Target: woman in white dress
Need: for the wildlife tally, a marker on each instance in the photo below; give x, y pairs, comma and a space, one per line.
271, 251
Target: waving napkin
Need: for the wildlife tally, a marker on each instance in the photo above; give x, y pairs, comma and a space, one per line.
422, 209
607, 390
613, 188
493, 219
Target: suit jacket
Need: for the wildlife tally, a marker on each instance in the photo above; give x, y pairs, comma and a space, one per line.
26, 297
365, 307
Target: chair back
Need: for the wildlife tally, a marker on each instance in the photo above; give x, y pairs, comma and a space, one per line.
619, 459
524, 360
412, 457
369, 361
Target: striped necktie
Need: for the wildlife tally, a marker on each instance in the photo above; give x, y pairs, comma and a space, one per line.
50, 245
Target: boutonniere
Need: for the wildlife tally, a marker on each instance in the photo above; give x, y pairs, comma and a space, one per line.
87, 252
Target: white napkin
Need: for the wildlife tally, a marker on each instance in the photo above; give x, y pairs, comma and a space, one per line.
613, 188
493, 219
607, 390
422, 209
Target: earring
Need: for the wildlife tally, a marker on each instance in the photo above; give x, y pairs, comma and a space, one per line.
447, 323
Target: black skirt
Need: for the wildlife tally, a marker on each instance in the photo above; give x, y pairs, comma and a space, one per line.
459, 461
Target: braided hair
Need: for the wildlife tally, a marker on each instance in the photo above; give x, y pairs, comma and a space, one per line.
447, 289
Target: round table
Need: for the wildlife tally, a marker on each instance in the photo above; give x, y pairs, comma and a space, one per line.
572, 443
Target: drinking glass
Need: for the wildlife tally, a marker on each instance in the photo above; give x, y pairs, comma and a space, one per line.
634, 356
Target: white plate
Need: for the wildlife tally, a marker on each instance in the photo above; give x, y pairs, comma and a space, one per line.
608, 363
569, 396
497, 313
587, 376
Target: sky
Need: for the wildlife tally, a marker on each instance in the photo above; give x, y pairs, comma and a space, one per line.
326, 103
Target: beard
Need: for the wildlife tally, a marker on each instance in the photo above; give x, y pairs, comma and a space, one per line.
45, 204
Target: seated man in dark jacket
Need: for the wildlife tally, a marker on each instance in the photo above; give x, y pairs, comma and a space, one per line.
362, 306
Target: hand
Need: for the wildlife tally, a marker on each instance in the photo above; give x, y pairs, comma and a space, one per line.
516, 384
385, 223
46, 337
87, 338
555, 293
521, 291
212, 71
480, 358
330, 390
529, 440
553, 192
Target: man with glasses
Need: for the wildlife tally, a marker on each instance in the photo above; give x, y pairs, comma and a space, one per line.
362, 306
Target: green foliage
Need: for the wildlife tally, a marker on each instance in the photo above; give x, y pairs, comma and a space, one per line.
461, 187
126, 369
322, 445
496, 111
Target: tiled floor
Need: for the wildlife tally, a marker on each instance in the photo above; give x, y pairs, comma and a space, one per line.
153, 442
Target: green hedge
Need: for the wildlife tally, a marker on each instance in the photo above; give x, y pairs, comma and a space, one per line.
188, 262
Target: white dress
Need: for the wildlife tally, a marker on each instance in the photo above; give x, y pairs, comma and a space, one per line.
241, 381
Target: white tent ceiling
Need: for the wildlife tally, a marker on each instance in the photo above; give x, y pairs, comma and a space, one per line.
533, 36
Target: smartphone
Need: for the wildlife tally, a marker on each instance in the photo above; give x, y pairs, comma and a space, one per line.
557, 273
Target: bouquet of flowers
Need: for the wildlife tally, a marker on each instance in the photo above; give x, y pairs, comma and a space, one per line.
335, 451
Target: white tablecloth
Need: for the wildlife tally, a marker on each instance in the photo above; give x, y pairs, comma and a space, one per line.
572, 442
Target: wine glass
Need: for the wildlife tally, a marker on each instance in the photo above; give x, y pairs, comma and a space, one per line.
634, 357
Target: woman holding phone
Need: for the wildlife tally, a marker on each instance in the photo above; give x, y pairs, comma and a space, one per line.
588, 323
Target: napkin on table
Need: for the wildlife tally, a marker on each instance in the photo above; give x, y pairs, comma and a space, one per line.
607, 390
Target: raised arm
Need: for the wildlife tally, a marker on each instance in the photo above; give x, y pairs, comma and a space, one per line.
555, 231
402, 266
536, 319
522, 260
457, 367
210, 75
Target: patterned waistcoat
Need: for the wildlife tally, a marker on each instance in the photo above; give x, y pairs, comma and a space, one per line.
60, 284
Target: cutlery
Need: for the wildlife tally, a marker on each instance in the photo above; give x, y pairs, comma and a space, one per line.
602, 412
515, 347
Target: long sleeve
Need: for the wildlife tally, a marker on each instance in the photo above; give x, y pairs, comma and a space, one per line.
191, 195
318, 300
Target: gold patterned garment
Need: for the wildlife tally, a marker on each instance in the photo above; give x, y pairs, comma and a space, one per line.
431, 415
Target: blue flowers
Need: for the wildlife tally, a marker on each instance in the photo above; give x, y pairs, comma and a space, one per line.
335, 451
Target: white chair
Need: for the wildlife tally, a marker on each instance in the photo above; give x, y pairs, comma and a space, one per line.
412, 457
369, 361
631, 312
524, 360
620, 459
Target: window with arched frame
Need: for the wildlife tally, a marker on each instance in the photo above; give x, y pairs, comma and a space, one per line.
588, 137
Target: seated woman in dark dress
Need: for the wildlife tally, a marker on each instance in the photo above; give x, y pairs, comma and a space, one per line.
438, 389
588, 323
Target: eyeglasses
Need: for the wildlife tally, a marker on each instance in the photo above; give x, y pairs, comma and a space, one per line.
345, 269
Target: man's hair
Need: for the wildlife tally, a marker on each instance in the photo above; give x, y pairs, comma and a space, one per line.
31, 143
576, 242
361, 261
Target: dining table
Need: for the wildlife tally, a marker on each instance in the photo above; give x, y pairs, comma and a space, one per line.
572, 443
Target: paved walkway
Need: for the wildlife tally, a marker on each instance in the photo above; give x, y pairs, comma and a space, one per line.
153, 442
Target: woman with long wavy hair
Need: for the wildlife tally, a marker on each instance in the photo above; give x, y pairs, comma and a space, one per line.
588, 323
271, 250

--------------------

What you have to do
Going through the entries, return every line holding the word "green".

Solution for this task
Target: green foliage
Target: green hedge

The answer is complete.